» SELECTED TEXT
☆ ☆ ☆ ☆
I never knew cucumber sandwiches could be so satisfying. But that’s what happens when you are living off a diet sheet.

Two years ago I changed the way I ate after a stern warning from Jill, a nurse and health care assistant at my local medical surgery.

She had taken all the tests and asked pertinent questions.

“How often do you have a fried breakfast?” “Every morning.”

“How about chips?”

“Frequently.”

“Oven chips or fried?”

“Oven chips? Certainly not. Deep fat fried for fuller flavour.”

No wonder my cholesterol was high.

Jill was not impressed and suggested, delicately, I might change my diet and try regular walks, apart from that undertaken to visit the kitchen for a cup of tea and three chocolate biscuits.

I began to walk every morning, a routine I still practice.

I cut down fried breakfast to only weekends and gave my chip pan the last rites before consigning it to the dustbin.
☆ ☆ ☆ ☆
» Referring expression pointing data

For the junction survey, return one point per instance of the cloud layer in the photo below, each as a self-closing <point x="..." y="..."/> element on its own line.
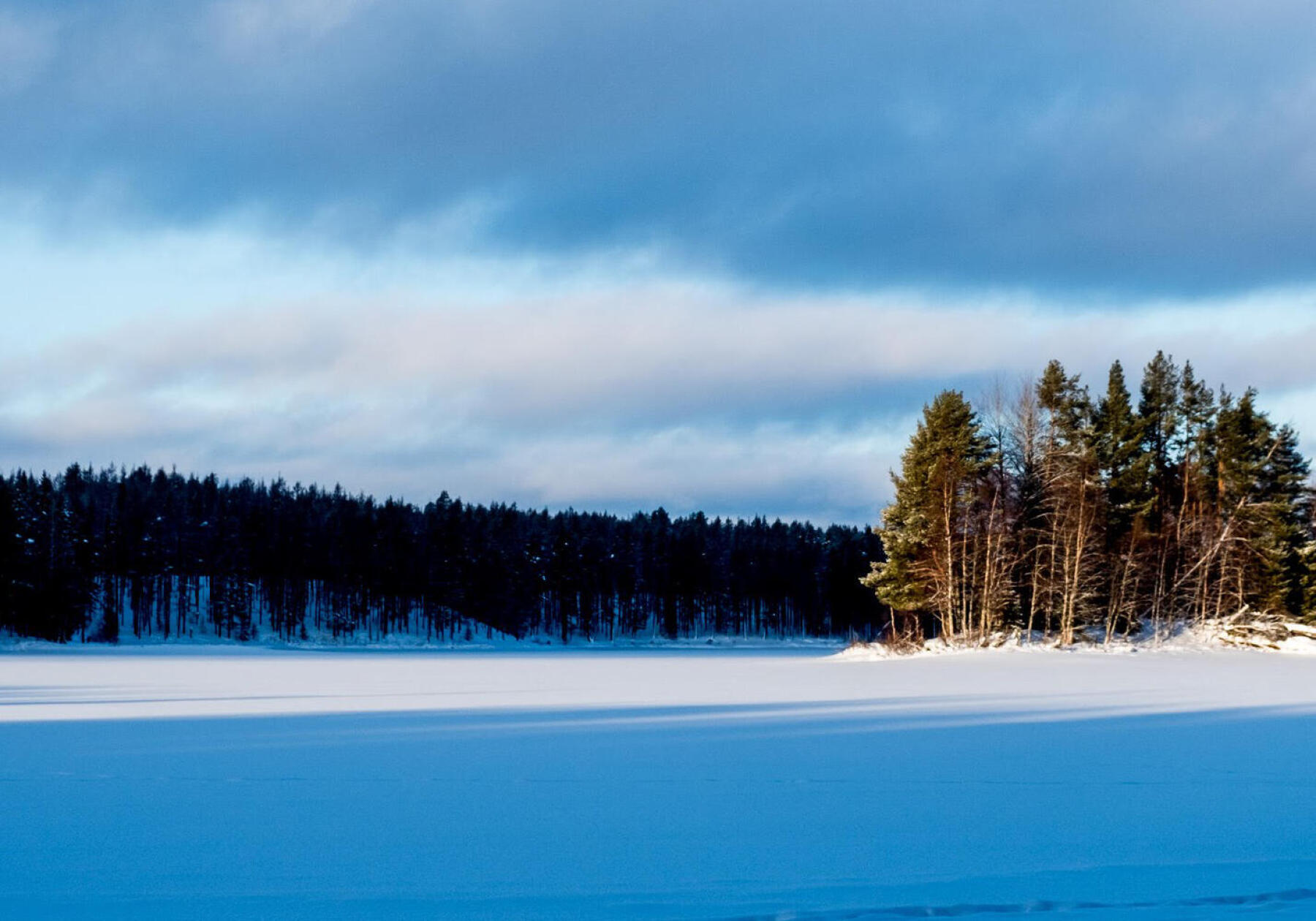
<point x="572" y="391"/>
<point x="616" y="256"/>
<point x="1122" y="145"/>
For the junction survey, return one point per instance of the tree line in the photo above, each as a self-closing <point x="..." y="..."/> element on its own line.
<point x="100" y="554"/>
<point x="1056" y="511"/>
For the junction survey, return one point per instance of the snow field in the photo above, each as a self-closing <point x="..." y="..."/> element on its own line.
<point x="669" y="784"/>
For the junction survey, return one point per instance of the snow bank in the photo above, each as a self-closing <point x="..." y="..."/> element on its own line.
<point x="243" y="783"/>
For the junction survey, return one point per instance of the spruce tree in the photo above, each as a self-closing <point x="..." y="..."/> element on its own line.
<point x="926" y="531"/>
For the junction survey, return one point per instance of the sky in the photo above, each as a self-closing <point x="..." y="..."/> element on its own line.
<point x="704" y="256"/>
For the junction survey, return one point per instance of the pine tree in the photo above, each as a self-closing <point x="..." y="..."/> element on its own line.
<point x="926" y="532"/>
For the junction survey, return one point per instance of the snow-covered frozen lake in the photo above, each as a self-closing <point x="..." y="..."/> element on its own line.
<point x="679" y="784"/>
☆ ☆ ☆ ☆
» WORK TASK
In the text about changing diet, how often did the writer have a fried breakfast before the warning from Jill?

» EXERCISE SOLUTION
Every morning.